The problem>
Beginning at whichever line contains "Format example (integer", reproduce each line of the records below word for word, ending with the last, and add nothing.

#### Exercise inputs

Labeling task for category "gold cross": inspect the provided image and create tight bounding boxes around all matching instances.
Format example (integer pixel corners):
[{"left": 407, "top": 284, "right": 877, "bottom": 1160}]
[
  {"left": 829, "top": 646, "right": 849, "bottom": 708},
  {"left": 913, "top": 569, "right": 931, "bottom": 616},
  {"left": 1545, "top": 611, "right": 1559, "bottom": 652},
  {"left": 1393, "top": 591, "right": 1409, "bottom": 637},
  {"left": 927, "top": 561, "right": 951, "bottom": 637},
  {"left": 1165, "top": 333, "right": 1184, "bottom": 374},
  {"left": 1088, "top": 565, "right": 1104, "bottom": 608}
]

########

Solution to the exercise>
Format example (integer pixel corners):
[{"left": 407, "top": 284, "right": 877, "bottom": 1160}]
[
  {"left": 829, "top": 646, "right": 849, "bottom": 708},
  {"left": 913, "top": 569, "right": 931, "bottom": 616},
  {"left": 1545, "top": 611, "right": 1559, "bottom": 652},
  {"left": 1393, "top": 591, "right": 1409, "bottom": 637},
  {"left": 927, "top": 561, "right": 951, "bottom": 637},
  {"left": 1165, "top": 333, "right": 1184, "bottom": 374},
  {"left": 1088, "top": 565, "right": 1104, "bottom": 608}
]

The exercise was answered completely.